= Reading passage =
┌──

The Centers for Disease Control and Prevention (CDC) regards clinical preventive services as public health priorities in its role as the nation's health protection agency. To that end, CDC conducted a study of such services for U.S. adults during the timeframe of 2007-2010, prior to enactment of the Affordable Care Act (ACA), which provided approximately 54 million Americans with at least one new free preventive service through their private health insurance plans.
According to CDC's study, released June 14, only about half of U.S. adults received selected preventive services such as screenings, consultations and prescriptions, from a health care professional before 2010.
The report provides baseline data on the use of selected adult preventive services, including aspirin or other blood-thinning therapies, controlling blood pressure, screening for and controlling high cholesterol, and ending tobacco use.
Among the report's findings:
- Of patients with heart disease primarily affecting the blood vessels, only 47 percent were prescribed the recommended daily use of aspirin during visits to their doctors.
- The U.S. Preventive Services Task Force guidelines for the prevention of high blood pressure state that adults 18 years old and older with high blood pressure should receive a clinical treatment plan that might include medications and monthly follow-up visits until healthy blood pressure is achieved, yet less than half (44 percent) of people with high blood pressure had it under control.

└──

= Data records =
┌──

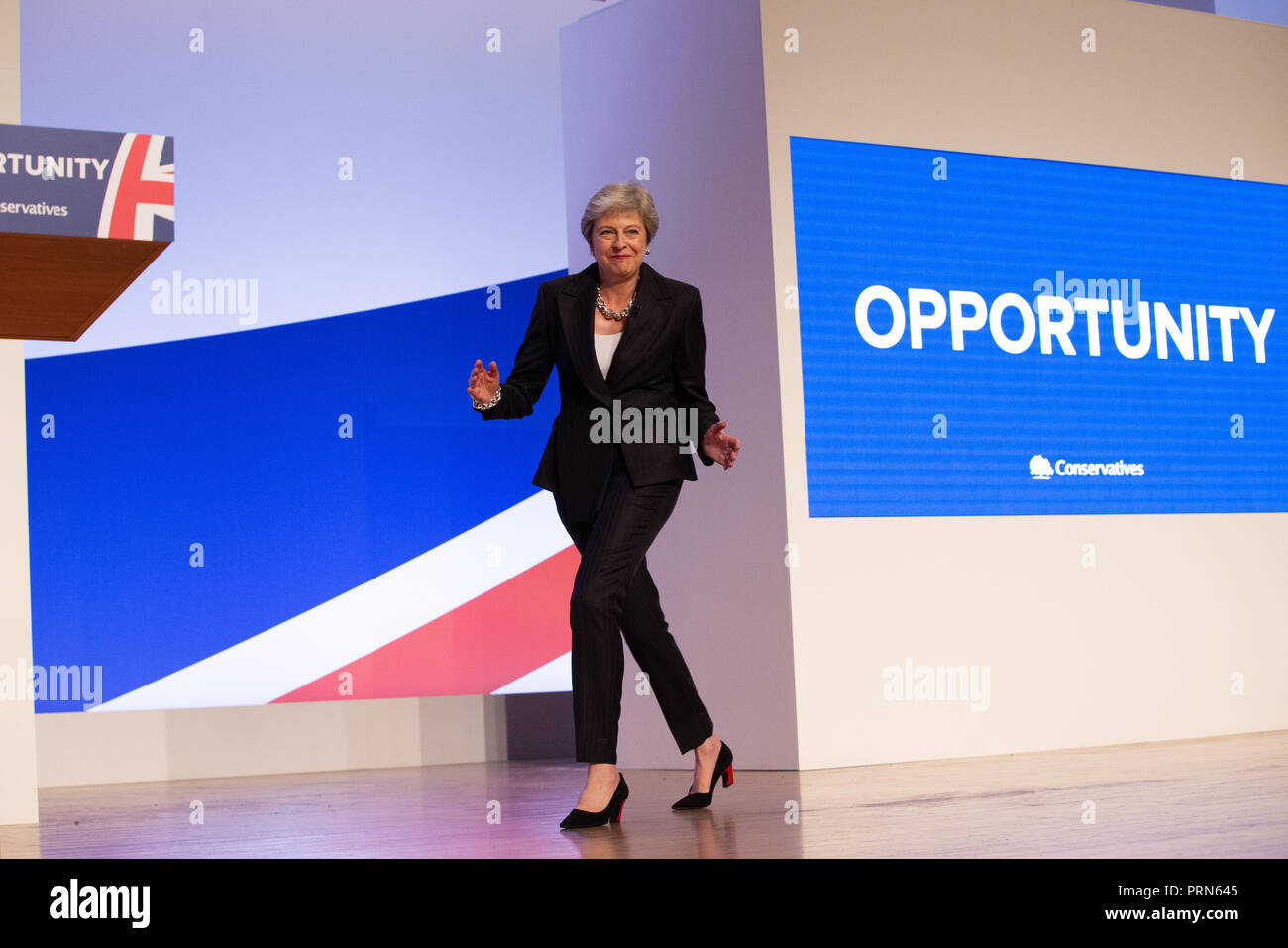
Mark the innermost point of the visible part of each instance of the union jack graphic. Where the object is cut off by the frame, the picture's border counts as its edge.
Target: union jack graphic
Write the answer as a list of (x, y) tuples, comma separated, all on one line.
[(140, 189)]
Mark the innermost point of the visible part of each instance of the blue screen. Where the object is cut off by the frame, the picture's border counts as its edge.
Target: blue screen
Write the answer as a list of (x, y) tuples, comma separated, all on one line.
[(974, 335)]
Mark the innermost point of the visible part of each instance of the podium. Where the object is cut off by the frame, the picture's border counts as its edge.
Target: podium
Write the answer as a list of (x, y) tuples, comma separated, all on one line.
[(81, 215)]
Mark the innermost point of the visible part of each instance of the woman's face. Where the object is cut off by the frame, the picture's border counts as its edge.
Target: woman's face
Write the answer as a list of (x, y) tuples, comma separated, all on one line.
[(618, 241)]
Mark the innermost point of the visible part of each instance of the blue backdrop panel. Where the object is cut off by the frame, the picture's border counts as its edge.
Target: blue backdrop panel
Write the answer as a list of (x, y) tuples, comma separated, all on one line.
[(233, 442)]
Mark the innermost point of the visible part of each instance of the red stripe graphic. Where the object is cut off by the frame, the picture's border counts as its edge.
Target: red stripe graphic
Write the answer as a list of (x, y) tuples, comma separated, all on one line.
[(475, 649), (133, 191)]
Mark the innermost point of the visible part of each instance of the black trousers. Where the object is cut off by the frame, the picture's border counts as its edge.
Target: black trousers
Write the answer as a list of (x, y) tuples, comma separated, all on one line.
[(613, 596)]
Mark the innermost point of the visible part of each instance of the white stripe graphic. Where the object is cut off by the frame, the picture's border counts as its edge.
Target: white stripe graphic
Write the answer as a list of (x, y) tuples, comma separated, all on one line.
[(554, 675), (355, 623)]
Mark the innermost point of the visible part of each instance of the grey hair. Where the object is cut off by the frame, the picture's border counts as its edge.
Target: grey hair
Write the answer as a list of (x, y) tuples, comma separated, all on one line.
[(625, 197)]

└──

= Exercise A =
In the passage on CDC's preventive services study, copy out word for word the part between "Among the report's" and "it under control.", inclusive.
= Exercise B =
Write the next part of the passage on CDC's preventive services study, starting after its final sentence.
The rows have nothing to do with what follows.

= Exercise result A =
Among the report's findings:
- Of patients with heart disease primarily affecting the blood vessels, only 47 percent were prescribed the recommended daily use of aspirin during visits to their doctors.
- The U.S. Preventive Services Task Force guidelines for the prevention of high blood pressure state that adults 18 years old and older with high blood pressure should receive a clinical treatment plan that might include medications and monthly follow-up visits until healthy blood pressure is achieved, yet less than half (44 percent) of people with high blood pressure had it under control.

= Exercise result B =
- Similarly, despite strong evidence that screening and treating for high cholesterol reduces sickness and death due to heart disease, about 33.4 percent of men and 25.6 percent of women were not screened during the preceding five years. Of those adults identified with high levels of LDL (bad) cholesterol, only about 32 percent of men and 32 percent of women had it under control.
- According to data from the National Ambulatory Medical Care Survey and the National Health Interview Summary, fewer than 1 in 13 tobacco users were prescribed medications to help them end their tobacco use when they saw their doctor.
"Clinical preventive services prevent heart attack, stroke, cancer and other diseases and save lives," said CDC Director Thomas R. Frieden, MD, MPH. "This report provides a snapshot of preventive services for U.S. adults before 2010. As we look to the future, we can track how our nation’s health is progressing through better prevention in health care."
The data could change in the future because of certain ACA provisions. These include a requirement for new private health insurance plans to cover recommended preventive services with no cost-sharing. The health care law also requires coverage for a new annual wellness visit under Medicare and eliminates cost-sharing for recommended preventive services provided to Medicare beneficiaries. The law also gives state Medicaid programs financial incentives to cover preventive services for adults and supports initiatives to improve public understanding of the benefits of preventive services.
CDC estimates that 32.5 million people with Medicare received at least one free preventive benefit in 2011, including the new Annual Wellness Visit.
The agency said it is working with medical systems and health provider organizations to increase the number of physicians who routinely screen patients for tobacco use and provide advice for how to end tobacco use, establish systems of referral to tobacco quit lines as well as other community resources, and reduce economic barriers by removing copayments and including quit line coaching and cessation medication as covered benefits.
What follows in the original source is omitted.